> **FRAGMENTO PARA LEER**:
····················
4.22.2019

A2



Si uno tiene mundo, un mundo propio, interno, y voz, y mirada, tiene algo que mostrar, algo que ofrecer, algo que decir y que nadie más puede decir de la misma forma. Al final eso es lo que importa, hacer que lo personal se vuelva universal, que sea relevante, que gire como un planeta autónomo y soberano, que eso que parte como un pedazo de intimidad u obsesión se proyecte y se expanda como un manto sobre los demás. No siempre pasa, pero cuando pasa no hay nada que podamos hacer para contenerlo.

La segunda temporada de Atlanta es la extensión de un mundo que se mueve a su propio antojo, con momentos de calma y aparente normalidad y también trastornos de personalidad límite. Mantiene la trama central, sí, pero también se arriesga con episodios que funcionan como piezas emancipadas. Y es gracias a eso, a la voluntad de riesgo, al despliegue salvaje de la personalidad creativa, que la serie consigue salirse de cualquier categoría e inventar un género para sí misma, algo así como un lugar sin límites donde la emoción, que es un arma caliente, se toma todas las licencias.

En el episodio seis de esta temporada, uno de los mejores no sólo de toda la serie sino de lo que hayamos visto en televisión últimamente, uno de los personajes, el entrañable y sabio y extraterrestre Darius, llega a una mansión para llevarse un piano de teclas de colores del que alguien quiere deshacerse. El dueño del piano es un músico que alguna vez fue una estrella pero ha pasado demasiado tiempo recluido en esa mansión, un freak inspirado en los últimos años de Michael Jackson (la misma máscara haciendo las veces de rostro, la misma piel lavada y artificial, la misma voz dulce y terrorífica), llamado Teddy Perkins. Darius y Teddy pasan el episodio entero recorriendo la mansión, en medio de una atmósfera de tensión e incertidumbre propia de una película de David Lynch. Llegado un momento, se detienen en un cuarto que para Teddy es el más especial de la casa, y donde le muestra a Darius un maniquí que viste un traje de su padre, el arquetipo del patriarca violento que forja el talento de sus hijos a golpes. La habitación, dice Teddy, será un tributo a los grandes padres de la historia, como el del mismo Michael Jackson o el de Serena Williams. El gran talento viene de un gran dolor, dice Teddy, y de ahí en adelante el episodio toma giros aún más oscuros que terminan con Darius esposado a una silla y un par de cadáveres en bolsas negras. La metáfora del mundo del espectáculo como residencia de la locura es total.
····················
> **TUS INSTRUCCIONES**:
Continúa, por favor, el texto sobre la segunda temporada de Atlanta a partir de su última oración.
····················
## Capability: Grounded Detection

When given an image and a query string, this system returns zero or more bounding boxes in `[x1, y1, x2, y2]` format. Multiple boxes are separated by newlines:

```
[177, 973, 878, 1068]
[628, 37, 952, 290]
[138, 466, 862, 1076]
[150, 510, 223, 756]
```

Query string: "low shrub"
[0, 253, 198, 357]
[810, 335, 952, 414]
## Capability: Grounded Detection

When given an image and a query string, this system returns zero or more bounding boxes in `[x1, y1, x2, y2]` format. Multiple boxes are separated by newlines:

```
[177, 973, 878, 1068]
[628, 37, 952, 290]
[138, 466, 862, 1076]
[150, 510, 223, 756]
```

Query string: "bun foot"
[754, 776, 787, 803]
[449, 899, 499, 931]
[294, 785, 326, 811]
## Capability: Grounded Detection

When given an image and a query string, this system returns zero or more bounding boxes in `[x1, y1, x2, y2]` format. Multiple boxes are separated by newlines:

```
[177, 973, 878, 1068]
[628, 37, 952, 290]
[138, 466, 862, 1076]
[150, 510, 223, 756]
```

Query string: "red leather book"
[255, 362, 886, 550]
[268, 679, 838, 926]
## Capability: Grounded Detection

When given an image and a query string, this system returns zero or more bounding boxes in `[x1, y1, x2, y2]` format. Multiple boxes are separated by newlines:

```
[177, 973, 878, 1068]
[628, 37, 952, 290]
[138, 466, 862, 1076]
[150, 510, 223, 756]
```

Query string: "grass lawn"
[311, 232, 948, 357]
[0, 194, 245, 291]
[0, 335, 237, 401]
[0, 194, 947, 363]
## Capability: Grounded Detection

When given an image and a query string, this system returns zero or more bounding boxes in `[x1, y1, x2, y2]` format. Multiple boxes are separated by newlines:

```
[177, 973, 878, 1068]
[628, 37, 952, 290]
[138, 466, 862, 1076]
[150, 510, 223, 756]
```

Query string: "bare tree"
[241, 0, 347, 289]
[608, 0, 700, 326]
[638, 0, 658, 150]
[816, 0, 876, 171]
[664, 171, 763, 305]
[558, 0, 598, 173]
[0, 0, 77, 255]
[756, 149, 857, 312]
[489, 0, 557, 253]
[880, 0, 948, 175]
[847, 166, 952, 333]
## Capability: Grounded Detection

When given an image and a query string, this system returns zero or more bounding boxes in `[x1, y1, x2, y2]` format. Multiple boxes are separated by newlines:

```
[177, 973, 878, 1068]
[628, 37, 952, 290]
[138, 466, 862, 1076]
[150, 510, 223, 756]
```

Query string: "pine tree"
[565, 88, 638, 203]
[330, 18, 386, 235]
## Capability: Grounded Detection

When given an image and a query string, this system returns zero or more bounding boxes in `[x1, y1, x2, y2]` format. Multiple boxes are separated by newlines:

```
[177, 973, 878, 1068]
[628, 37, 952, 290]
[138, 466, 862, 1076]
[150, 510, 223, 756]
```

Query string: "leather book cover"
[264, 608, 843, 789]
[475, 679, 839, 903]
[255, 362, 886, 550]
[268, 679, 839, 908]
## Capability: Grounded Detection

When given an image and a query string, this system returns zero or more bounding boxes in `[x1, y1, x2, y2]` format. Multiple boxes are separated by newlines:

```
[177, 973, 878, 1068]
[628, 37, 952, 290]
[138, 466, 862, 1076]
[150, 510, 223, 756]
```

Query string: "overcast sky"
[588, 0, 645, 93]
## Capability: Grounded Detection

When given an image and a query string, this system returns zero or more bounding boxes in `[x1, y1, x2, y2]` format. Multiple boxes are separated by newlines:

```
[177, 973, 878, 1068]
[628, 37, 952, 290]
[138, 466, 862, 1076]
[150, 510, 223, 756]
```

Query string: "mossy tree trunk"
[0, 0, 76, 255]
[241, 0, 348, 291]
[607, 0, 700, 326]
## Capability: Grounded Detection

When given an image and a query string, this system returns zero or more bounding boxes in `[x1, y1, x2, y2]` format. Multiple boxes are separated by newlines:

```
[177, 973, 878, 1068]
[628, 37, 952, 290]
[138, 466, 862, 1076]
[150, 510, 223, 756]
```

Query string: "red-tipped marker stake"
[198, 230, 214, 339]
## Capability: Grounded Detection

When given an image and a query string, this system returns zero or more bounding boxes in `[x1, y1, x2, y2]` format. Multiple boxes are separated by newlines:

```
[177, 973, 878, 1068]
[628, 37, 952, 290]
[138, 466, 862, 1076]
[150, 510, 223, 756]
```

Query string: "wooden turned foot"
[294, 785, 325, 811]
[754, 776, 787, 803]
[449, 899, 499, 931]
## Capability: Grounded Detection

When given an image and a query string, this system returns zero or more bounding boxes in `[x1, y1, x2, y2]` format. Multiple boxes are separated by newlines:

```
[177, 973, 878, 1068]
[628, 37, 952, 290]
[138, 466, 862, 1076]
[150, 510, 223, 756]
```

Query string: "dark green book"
····················
> **RESULTADO DE LA TAREA**:
Así, haciéndonos parte del misterio y la maravilla, Atlanta asume con iguales dosis de comedia y drama el impulso inútil de querer vivir cuando nada parece tener sentido o la obligación irracional de tener que hacerlo porque no queda otro remedio. En el cuarto episodio, Earn y Van, pareja disfuncional donde las haya, de esas que cargan con la maldición de no poder terminar nunca una relación en la que ninguno de los dos se entrega por completo, como esperando que sea el otro el que de el paso al vacío y lo lleve de la mano, pasan un día más que extraño en un Oktoberfest lleno de gente blanca. Ahí las cosas se ponen difíciles cuando, arrinconados por la incomodidad, el apremio de lo inevitable, y acomodados en los extremos de una mesa de ping-pong, empiezan a hablar sobre ellos, sobre eso que son y no son, sobre cómo desearían poder ser la persona con la que el otro sueña, la persona en la que el otro pueda apoyarse para seguir adelante, la persona con la que el otro quisiera quedarse toda la vida, pero preferían no tener que cambiar porque saben, lo saben de memoria, que nadie puede cambiar. Con desvíos como este, Atlanta se permite insistir con fuerza en los temas que más le preocupan y que a veces dependen de dos personajes abandonados a su suerte y enfrentados a su verdad. Cuando no queda nada que decir, nada que ocultar, nada que pueda salvarnos de nosotros mismos; cuando la carne aparece cruda y desprendiéndose de los huesos, entonces, sólo entonces, sabemos de qué estamos hechos. Y esa materia prima no es siempre suficiente para conseguir un alimento que pueda nutrir a quienes lo necesitan.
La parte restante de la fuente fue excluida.